+++ Dataset excerpts

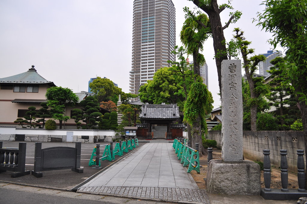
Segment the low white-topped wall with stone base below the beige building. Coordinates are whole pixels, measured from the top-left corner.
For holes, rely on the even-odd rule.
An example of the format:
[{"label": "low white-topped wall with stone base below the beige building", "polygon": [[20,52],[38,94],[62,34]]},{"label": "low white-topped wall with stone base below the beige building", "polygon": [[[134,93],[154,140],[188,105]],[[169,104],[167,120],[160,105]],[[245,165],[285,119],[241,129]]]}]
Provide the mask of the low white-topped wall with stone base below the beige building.
[{"label": "low white-topped wall with stone base below the beige building", "polygon": [[[93,143],[94,139],[111,142],[114,130],[45,130],[33,128],[0,127],[0,141],[66,142],[66,132],[73,132],[73,142]],[[23,140],[24,139],[24,140]]]}]

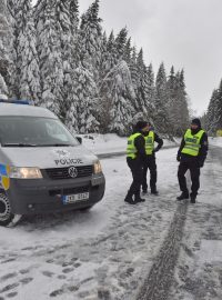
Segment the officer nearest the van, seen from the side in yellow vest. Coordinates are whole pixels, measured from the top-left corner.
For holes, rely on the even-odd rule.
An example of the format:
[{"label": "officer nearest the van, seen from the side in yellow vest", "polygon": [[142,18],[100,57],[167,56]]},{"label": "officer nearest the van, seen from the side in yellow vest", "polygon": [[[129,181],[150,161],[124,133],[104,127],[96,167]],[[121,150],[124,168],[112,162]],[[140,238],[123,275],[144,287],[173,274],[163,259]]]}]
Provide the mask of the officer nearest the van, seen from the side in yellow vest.
[{"label": "officer nearest the van, seen from the side in yellow vest", "polygon": [[148,122],[139,121],[133,133],[128,138],[127,163],[132,172],[133,181],[124,201],[130,204],[145,201],[140,197],[142,169],[145,160],[145,140],[143,137],[145,131],[148,131]]}]

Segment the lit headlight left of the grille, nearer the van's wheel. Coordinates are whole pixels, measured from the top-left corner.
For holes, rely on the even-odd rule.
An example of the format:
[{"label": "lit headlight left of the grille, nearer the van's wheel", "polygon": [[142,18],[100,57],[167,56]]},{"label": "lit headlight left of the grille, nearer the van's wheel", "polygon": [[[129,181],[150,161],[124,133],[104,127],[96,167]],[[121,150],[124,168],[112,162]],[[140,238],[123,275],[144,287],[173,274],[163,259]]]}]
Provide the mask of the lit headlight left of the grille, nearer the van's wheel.
[{"label": "lit headlight left of the grille, nearer the van's wheel", "polygon": [[42,178],[42,173],[39,168],[11,167],[10,178],[38,179]]}]

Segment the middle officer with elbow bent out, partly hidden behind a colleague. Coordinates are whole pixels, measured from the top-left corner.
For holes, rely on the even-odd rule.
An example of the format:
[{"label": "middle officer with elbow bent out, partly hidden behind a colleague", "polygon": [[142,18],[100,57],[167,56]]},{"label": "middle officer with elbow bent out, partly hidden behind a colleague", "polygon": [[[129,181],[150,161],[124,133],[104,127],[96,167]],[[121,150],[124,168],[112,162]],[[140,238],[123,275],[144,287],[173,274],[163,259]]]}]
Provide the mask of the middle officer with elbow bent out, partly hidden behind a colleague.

++++++

(What you are asked to do): The pictures stay out; copy the rest of the data word for word.

(Output of the task):
Segment the low white-topped wall with stone base below the beige building. Coordinates are whole pixels, measured from the top-left corner.
For holes, rely on the even-odd rule.
An example of the format:
[{"label": "low white-topped wall with stone base below the beige building", "polygon": [[20,52],[38,94],[62,34]]},{"label": "low white-topped wall with stone base below the beige building", "polygon": [[[134,93],[154,140],[188,105]],[[169,104],[167,120],[160,105]],[[245,165],[285,119],[241,129]]]}]
Provide the mask of the low white-topped wall with stone base below the beige building.
[{"label": "low white-topped wall with stone base below the beige building", "polygon": [[[93,143],[94,139],[111,142],[114,130],[45,130],[33,128],[0,127],[0,141],[66,142],[66,132],[73,132],[73,142]],[[23,140],[24,139],[24,140]]]}]

Segment the officer nearest the van, seen from the side in yellow vest. Coordinates are whole pixels, measured from the top-left corner.
For holes, rely on the even-odd rule.
An example of the format:
[{"label": "officer nearest the van, seen from the side in yellow vest", "polygon": [[142,18],[100,57],[167,56]]},{"label": "officer nearest the van, seen from the side in yellow vest", "polygon": [[[129,181],[150,161],[124,133],[104,127],[96,167]],[[121,150],[124,168],[112,162]],[[140,238],[123,275],[144,287],[173,274],[163,259]]]}]
Provide the mask of the officer nearest the van, seen from the side in yellow vest.
[{"label": "officer nearest the van, seen from the side in yellow vest", "polygon": [[148,122],[139,121],[133,133],[128,138],[127,163],[132,172],[133,181],[124,201],[130,204],[145,201],[140,197],[142,169],[145,160],[145,140],[143,137],[145,131],[148,131]]}]

Segment the lit headlight left of the grille, nearer the van's wheel. Coordinates are whole pixels, measured from the top-left corner.
For holes, rely on the even-odd rule.
An example of the format:
[{"label": "lit headlight left of the grille, nearer the van's wheel", "polygon": [[142,18],[100,57],[167,56]]},{"label": "lit headlight left of the grille, nearer the van's wheel", "polygon": [[[129,181],[150,161],[124,133],[104,127],[96,167]],[[121,150],[124,168],[112,162]],[[140,238],[123,275],[144,287],[173,274],[163,259]]]}]
Provide the mask of the lit headlight left of the grille, nearer the van's wheel.
[{"label": "lit headlight left of the grille, nearer the van's wheel", "polygon": [[42,178],[42,173],[39,168],[11,167],[10,178],[38,179]]}]

Segment the middle officer with elbow bent out, partly hidden behind a colleague. Coordinates are whole pixels, measured from the top-left corner.
For holes, rely on the even-odd rule.
An example of the format:
[{"label": "middle officer with elbow bent out, partly hidden behind a colleague", "polygon": [[142,18],[100,57],[167,56]]},{"label": "middle officer with elbow bent out, partly hidden behind a colleague", "polygon": [[[129,181],[150,161],[124,133],[104,127],[96,167]],[[121,150],[124,168],[112,162]],[[140,238],[123,275],[144,287],[173,274],[163,259]]]}]
Provide the mask of the middle officer with elbow bent out, partly hidden behind a colleague.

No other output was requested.